Write out all the data below exactly.

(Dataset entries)
────────────────────────────────────────

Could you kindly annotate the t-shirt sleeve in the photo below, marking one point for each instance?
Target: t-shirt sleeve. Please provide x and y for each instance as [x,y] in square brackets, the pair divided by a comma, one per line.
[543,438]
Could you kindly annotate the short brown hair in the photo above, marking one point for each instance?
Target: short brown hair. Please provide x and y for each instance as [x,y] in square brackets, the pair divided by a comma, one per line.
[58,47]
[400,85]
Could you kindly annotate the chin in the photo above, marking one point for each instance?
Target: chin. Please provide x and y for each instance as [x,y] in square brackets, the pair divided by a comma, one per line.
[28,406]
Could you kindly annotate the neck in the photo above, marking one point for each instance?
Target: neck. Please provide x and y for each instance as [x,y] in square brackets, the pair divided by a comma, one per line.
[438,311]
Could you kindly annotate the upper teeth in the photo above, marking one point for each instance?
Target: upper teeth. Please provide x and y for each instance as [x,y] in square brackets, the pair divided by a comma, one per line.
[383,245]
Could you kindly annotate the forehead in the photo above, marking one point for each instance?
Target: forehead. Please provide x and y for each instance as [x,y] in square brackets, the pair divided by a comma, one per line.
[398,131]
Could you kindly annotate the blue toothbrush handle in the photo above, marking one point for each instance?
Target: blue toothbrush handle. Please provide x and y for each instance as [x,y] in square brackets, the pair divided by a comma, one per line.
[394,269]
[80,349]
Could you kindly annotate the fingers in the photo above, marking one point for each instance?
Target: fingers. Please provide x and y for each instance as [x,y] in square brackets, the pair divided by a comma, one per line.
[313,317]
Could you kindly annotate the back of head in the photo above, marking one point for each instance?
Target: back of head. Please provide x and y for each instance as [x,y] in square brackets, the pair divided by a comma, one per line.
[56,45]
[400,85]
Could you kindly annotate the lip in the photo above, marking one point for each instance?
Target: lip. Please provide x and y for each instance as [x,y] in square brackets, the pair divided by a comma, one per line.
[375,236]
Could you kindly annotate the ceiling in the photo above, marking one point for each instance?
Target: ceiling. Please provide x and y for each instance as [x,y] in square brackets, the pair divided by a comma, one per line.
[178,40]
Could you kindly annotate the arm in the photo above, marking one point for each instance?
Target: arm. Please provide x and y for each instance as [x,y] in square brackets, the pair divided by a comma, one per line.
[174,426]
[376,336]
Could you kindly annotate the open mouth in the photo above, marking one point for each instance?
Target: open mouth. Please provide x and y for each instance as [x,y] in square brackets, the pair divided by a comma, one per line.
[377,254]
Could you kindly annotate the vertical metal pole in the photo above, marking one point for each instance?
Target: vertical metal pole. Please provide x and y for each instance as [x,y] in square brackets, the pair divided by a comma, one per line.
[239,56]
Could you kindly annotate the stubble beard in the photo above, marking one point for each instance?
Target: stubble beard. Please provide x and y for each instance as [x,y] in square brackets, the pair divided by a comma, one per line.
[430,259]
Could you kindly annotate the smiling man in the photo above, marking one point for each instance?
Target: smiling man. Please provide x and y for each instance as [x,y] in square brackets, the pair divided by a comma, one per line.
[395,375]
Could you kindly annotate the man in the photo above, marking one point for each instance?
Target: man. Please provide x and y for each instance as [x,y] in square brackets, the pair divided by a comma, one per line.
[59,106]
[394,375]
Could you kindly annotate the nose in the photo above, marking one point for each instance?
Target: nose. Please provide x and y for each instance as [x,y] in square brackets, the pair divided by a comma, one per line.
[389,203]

────────────────────────────────────────

→ Result of this task:
Could you kindly annotate the t-shirt sleeve in the photo below, marking one point for each instance?
Target: t-shirt sleeve. Please provide x and y for each instance as [x,y] in square brackets, the pair divided by a comma, one per line.
[543,438]
Could you kindly annotate the short brown hair in the photo above, marking one point for each instance?
Target: short brown hair. Please provide x and y for each instance as [x,y] in square brackets, the pair divided by a comma, one per line.
[58,47]
[400,85]
Could you kindly annotate the chin in the photo above, marking one point for each instance?
Target: chin. Please provide x and y for each instance as [x,y] in square brackets, the pair divided by a comma, one per line.
[28,406]
Could you kindly annotate the neck in the photo above, marking one point for each instance?
Target: neck. Please provide x and y for each instance as [x,y] in square brackets, the pair divided by a comma, one per line.
[438,311]
Could you kindly annotate the upper teeth in the photo above, marking one point for each instance?
Target: upper teeth. Please provide x and y for each instance as [x,y] in square brackets, the pair divided by a comma, one per line.
[383,245]
Could you kindly annotate the forehead in the photo above, marking one point for each instance?
Target: forehead. Please provide x and y for each instance as [x,y] in square brackets, the pair divided by a comma, one per line.
[398,131]
Could you kindly annotate the blue toothbrush handle in the photo above, marking one point for each instance?
Target: blue toothbrush handle. Please provide x and y for each instance as [x,y] in square brackets, the pair divided by a comma, one per line.
[394,269]
[80,349]
Could you kindly annotate the fingers in the photo above, marking one point for each instance?
Target: fingers. Please provide x and y for each instance as [x,y] in square brackets, the pair divided by a comma, one per line.
[313,317]
Could you kindly annotate the back of head in the photo above, marking one point for each instance?
Target: back of head. Please provide x and y for each instance as [x,y] in square brackets, the pair divided by a comma, one per line.
[56,45]
[400,85]
Could you kindly annotate the lip in the photo above, marking one point for each instance?
Target: lip. Please provide x and y for each instance as [x,y] in square brackets, the pair divided by a comma, one per line.
[375,236]
Could you kindly annotate the ceiling in the photo above, marking one point for each instance?
Target: ceiling. Please provide x and y for each instance as [x,y] in square brackets, the pair divided by a comma, one per line.
[178,40]
Could you kindly annotate the arm in the photo above, marking one point for each instance?
Target: arm. Please provide x and y for each instance as [x,y] in square brackets, the pair divided by a comma, one per line.
[174,426]
[376,336]
Could you kindly annotate the open mouth in the photo above, marking one point for each instance?
Target: open mouth. Please provide x and y for each instance as [x,y] in square brackets, the pair divided by a comma, one per line.
[377,254]
Could you kindly annotate the vertical metal pole in the photo above, marking one point for each instance?
Target: vertical metal pole. Please provide x and y for each instance as [x,y] in square brackets, the pair divided by a comma, one per line.
[239,56]
Could you kindly annotate the stubble beard in the photo above, marking one point for each instance?
Target: stubble beard. Please provide x and y for each instance as [x,y] in square brackets, the pair divided by a comma, one per line.
[430,259]
Could you kindly annotate the smiling man in the photo above, marking one point for each instance?
Target: smiling man. Please provide x and y for each instance as [x,y] in square brackets, the pair divided by a comma, one per line.
[395,375]
Could you kindly annotate the man in the photo above, marking one point for each instance?
Target: man. Please provide x and y for each instance as [x,y] in square brackets, the pair divided by a comma, one per line.
[59,106]
[394,375]
Could you kindly annotate the nose in the photo above, marking one point for each instance?
Target: nose. Please provide x and y for each instance as [x,y] in square brackets, the pair divided by a comma, one per line.
[389,203]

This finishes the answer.